= EXTRACTED TEXT =
Over the past few weeks, we have been covering the history of acupuncture in the West. In the last article, we covered the early history of acupuncture in America. We concluded with James Reston’s 1971 New York Times article that was responsible for generating a public interest in acupuncture.
In this article, we’ll cover the history of acupuncture in the US from the 70’s until today.
Acupuncture goes Mainstream: 1970s
Prior to the 1970s, the practice of acupuncture and Oriental Medicine (AOM) in the US existed in a legal-grey area. There were no states that regulated or set a scope of practice for acupuncturists, acupuncture needles had been approved by FDA, and there were no recognized standards of training or education,
However, in 1972, just one year after Reston’s NYT account, the first acupuncture-related regulation was passed by the Food and Drug Administration (FDA), which classified acupuncture needles as “investigational devices.” Basically, it meant that acupuncture needles were allowed to be used in clinical trials until more data was collected about their safety and effectiveness.
In 1973, Nevada governor Mike O'Callaghan singed into law the Chinese Medicine Act, and became the first state to regulate the practice of acupuncture. The Act set legal definitions for TCM, acupuncture, and herbal medicine, and established state agencies to regulate the profession. However, the Act was particularly stringent, and required acupuncturists to have been licensed in China, Japan, or Korea, and to have had a minimum of 20-years of experience prior to applying for a licensed!
By the end of the 1970’s, 8 states had acupuncture laws. The specifics of the laws varied from state to state, but most placed the practice of acupuncture under the jurisprudence of western medical regulatory boards and laws.
However, in the midst of all these regulations being passed, there were some notable wins for the acupuncture professional.
In 1975, Traditional Chinese Medicinal Doctor, Dr. Gim Shek Ju, opened the New England School of Acupuncture in Newton, Massachusetts, which was the first acupuncture school in the US in the country! This meant that there were now options to learn acupuncture in the US, and set a foundation for the profession to really grow.

= RAW DATA =
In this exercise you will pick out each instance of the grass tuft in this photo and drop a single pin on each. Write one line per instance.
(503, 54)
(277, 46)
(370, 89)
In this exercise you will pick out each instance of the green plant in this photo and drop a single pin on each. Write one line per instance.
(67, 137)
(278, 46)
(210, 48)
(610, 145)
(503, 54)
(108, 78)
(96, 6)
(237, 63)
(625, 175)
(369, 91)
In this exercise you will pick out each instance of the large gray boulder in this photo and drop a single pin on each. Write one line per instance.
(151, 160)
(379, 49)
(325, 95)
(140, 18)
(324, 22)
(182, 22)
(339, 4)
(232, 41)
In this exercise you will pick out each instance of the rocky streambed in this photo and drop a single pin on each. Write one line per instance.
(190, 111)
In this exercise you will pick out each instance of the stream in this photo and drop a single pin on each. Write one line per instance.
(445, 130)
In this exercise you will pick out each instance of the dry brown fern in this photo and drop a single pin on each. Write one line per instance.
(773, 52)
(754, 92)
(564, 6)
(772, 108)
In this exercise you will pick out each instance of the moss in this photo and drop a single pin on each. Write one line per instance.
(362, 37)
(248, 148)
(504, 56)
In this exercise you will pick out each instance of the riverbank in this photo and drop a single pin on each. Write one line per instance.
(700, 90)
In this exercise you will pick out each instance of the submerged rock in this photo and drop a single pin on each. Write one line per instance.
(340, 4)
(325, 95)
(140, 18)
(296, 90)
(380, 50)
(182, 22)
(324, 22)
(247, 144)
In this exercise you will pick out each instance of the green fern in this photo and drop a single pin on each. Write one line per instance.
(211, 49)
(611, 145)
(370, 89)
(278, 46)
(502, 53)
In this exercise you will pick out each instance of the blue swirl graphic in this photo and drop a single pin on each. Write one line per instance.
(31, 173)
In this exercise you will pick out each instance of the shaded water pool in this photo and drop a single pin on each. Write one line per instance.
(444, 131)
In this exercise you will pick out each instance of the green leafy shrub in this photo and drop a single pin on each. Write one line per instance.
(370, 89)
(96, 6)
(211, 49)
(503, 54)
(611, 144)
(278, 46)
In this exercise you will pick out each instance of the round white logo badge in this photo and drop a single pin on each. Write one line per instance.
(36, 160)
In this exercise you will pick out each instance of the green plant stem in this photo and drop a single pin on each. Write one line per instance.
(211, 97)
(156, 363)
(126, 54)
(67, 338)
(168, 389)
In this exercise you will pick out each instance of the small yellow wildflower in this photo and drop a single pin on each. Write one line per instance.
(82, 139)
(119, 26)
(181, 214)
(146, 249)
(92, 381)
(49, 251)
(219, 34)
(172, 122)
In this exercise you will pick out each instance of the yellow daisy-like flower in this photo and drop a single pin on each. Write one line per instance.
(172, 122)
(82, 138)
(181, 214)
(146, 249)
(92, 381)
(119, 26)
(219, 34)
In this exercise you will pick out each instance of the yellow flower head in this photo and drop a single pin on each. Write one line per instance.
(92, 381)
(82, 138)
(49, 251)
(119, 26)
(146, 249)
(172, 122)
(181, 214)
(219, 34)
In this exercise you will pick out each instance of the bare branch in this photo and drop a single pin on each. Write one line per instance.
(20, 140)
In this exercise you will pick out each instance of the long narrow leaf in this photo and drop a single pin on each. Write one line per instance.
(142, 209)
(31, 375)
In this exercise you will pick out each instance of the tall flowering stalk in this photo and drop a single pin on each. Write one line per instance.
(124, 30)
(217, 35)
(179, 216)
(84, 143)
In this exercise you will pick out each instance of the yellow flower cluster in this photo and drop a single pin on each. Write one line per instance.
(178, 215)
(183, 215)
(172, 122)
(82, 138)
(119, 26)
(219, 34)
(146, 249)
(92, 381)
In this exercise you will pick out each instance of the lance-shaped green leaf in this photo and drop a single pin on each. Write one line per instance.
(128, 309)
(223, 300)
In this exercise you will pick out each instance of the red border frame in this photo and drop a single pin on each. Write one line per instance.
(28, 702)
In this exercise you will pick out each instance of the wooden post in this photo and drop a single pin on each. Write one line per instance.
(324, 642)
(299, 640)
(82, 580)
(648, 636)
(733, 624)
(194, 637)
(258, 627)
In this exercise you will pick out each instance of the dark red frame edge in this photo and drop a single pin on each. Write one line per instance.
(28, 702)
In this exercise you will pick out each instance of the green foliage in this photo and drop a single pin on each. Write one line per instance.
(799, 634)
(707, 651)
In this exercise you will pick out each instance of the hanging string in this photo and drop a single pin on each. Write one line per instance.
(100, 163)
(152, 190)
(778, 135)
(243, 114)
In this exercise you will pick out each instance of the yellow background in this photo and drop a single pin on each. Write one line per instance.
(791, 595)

= ASSIGNMENT 1 =
Answer the following from the acupuncture history text.
(a) In what year did the FDA classify acupuncture needles as "investigational devices"?
(b) Which state was the first to regulate the practice of acupuncture?
(c) How many states had acupuncture laws by the end of the 1970s?
= ASSIGNMENT 2 =
Reproduce the stretch of the acupuncture history text from "In 1973, Nevada" through "the acupuncture professional.", swapping "stringent" for "strict".

= FINAL ANSWER 1 =
(a) 1972
(b) Nevada
(c) 8

= FINAL ANSWER 2 =
In 1973, Nevada governor Mike O'Callaghan singed into law the Chinese Medicine Act, and became the first state to regulate the practice of acupuncture. The Act set legal definitions for TCM, acupuncture, and herbal medicine, and established state agencies to regulate the profession. However, the Act was particularly strict, and required acupuncturists to have been licensed in China, Japan, or Korea, and to have had a minimum of 20-years of experience prior to applying for a licensed!
By the end of the 1970’s, 8 states had acupuncture laws. The specifics of the laws varied from state to state, but most placed the practice of acupuncture under the jurisprudence of western medical regulatory boards and laws.
However, in the midst of all these regulations being passed, there were some notable wins for the acupuncture professional.